- Petunjuk Tugas
[a] Salin dengan persis bagian kutipan tentang pajak kripto, mulai dari "IBX-Jakarta. Isu perpajakan" sampai "bersama Kementerian Keuangan.".
[b] Menurut kutipan tentang pajak kripto, berapa tarif PPh final yang dikenakan pada transaksi kripto melalui platform digital berdasarkan PMK No. 81 Tahun 2024?
[c] Teruskan kutipan tentang pajak kripto mulai dari kalimat sesudah kalimat terakhirnya.

- Kutipan

-------

IBX-Jakarta. Isu perpajakan terhadap aset kripto masih menjadi topik diskusi hangat di kalangan pembuat kebijakan dan asosiasi industri. Para pelaku pasar berharap agar tarif pajak atas kripto dapat diturunkan guna meningkatkan daya tarik investasi di sektor ini.
Dalam perayaan Bitcoin Pizza Day yang digelar pada Kamis (22/5/2025) dalam acara “Bitcoin Bites Back”, Co-founder Indodax, Oscar Darmawan, mengungkapkan bahwa persoalan pajak kripto sudah sering dibahas dalam forum diskusi bersama Kementerian Keuangan.
Saat aset kripto masih diklasifikasikan sebagai komoditas, dikenakan Pajak Pertambahan Nilai (PPN) dan Pajak Penghasilan (PPh) masing-masing sebesar 0,1% berdasarkan Peraturan Menteri Keuangan (PMK) Nomor 68. Namun kini, setelah aset kripto beralih ke pengawasan Otoritas Jasa Keuangan (OJK) sebagai produk keuangan, muncul pendapat bahwa PPN seharusnya tidak lagi dikenakan, serupa dengan perlakuan pajak terhadap instrumen keuangan lainnya.
Regulasi lainnya, yaitu PMK No. 81 Tahun 2024, khususnya Pasal 359 ayat 2 (a), menetapkan bahwa transaksi kripto melalui platform digital dikenakan PPh final sebesar 0,1% dari nilai transaksi, tanpa menyertakan PPN dan Pajak Penjualan atas Barang Mewah (PPnBM), dengan syarat platform tersebut telah memperoleh izin resmi sesuai regulasi perdagangan berjangka komoditi.

-------

- Data yang Diberikan

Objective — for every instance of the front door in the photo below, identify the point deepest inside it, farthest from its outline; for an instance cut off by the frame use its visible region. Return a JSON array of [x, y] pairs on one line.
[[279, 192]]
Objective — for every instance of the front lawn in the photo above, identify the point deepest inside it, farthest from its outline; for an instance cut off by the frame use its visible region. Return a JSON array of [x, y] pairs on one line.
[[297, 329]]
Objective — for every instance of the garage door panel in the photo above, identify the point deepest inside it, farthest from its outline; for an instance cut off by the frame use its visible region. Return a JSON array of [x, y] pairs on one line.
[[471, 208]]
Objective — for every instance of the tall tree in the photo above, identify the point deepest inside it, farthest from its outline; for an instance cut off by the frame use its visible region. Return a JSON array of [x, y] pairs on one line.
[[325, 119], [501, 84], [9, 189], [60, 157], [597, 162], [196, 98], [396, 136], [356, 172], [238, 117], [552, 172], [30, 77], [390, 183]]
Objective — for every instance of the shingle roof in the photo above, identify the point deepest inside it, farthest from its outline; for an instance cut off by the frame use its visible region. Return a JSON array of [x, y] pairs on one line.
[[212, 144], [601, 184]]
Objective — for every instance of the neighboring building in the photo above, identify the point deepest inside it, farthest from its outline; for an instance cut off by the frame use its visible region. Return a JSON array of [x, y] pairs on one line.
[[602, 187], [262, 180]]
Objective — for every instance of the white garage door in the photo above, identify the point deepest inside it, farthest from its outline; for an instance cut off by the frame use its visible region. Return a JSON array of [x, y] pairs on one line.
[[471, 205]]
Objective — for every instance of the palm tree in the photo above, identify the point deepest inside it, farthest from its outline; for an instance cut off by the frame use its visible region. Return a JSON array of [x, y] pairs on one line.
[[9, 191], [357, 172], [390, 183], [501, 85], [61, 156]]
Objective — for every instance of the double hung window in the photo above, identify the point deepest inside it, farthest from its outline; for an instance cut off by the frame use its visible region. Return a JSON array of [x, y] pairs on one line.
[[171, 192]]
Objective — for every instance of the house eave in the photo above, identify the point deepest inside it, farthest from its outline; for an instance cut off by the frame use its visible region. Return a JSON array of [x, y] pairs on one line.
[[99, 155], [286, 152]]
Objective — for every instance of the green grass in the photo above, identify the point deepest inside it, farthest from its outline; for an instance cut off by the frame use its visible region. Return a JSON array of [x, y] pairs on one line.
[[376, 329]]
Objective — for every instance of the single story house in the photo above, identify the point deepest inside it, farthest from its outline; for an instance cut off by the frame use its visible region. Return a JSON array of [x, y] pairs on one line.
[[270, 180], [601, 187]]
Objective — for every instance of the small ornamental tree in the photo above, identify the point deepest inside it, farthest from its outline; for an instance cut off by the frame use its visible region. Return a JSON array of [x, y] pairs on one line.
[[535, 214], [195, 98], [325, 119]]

-------

- Jawaban yang Diharapkan
[a]
IBX-Jakarta. Isu perpajakan terhadap aset kripto masih menjadi topik diskusi hangat di kalangan pembuat kebijakan dan asosiasi industri. Para pelaku pasar berharap agar tarif pajak atas kripto dapat diturunkan guna meningkatkan daya tarik investasi di sektor ini.
Dalam perayaan Bitcoin Pizza Day yang digelar pada Kamis (22/5/2025) dalam acara “Bitcoin Bites Back”, Co-founder Indodax, Oscar Darmawan, mengungkapkan bahwa persoalan pajak kripto sudah sering dibahas dalam forum diskusi bersama Kementerian Keuangan.

[b] Tarifnya sebesar 0,1% dari nilai transaksi.

[c]
CEO Bitwewe, Hamdi Hassarbaini, turut menyuarakan pendapat serupa, menegaskan bahwa sebagai aset keuangan, kripto seharusnya tidak lagi terkena PPN. Oleh karena itu, saat ini tengah diajukan revisi terhadap PMK No. 81, dengan usulan penghapusan PPN 0,11% agar tidak lagi dibebankan di luar PPh. Diharapkan langkah ini dapat mendorong pertumbuhan industri kripto di Indonesia.
Perbandingan Internasional Soal Pajak Kripto
Oscar menyatakan bahwa regulasi pajak kripto di Indonesia sudah tergolong baik, bahkan tidak seberat negara-negara lain. Andy Lynn dari Crypstocks mengamini hal tersebut, dengan menyebut bahwa beban pajak kripto di luar negeri cenderung lebih tinggi.
Sebagai contoh, Amerika Serikat mengenakan PPh atas kripto sebagai properti, dengan tarif antara 10%–37% untuk keuntungan jangka pendek, dan 15%–20% untuk jangka panjang. NFT bahkan dikenai tarif hingga 28%.
Di Kanada, aset kripto juga dikenai PPh dengan tarif federal hingga 33% ditambah pajak provinsi. Australia menetapkan pajak hingga 45% atas penghasilan dari kripto, dengan potongan untuk keuntungan jangka panjang.
Jepang dan Denmark termasuk negara dengan tarif pajak tertinggi terhadap kripto, masing-masing hingga 55% dan 52%. Jerman memberikan pembebasan pajak hanya jika aset kripto disimpan lebih dari satu tahun.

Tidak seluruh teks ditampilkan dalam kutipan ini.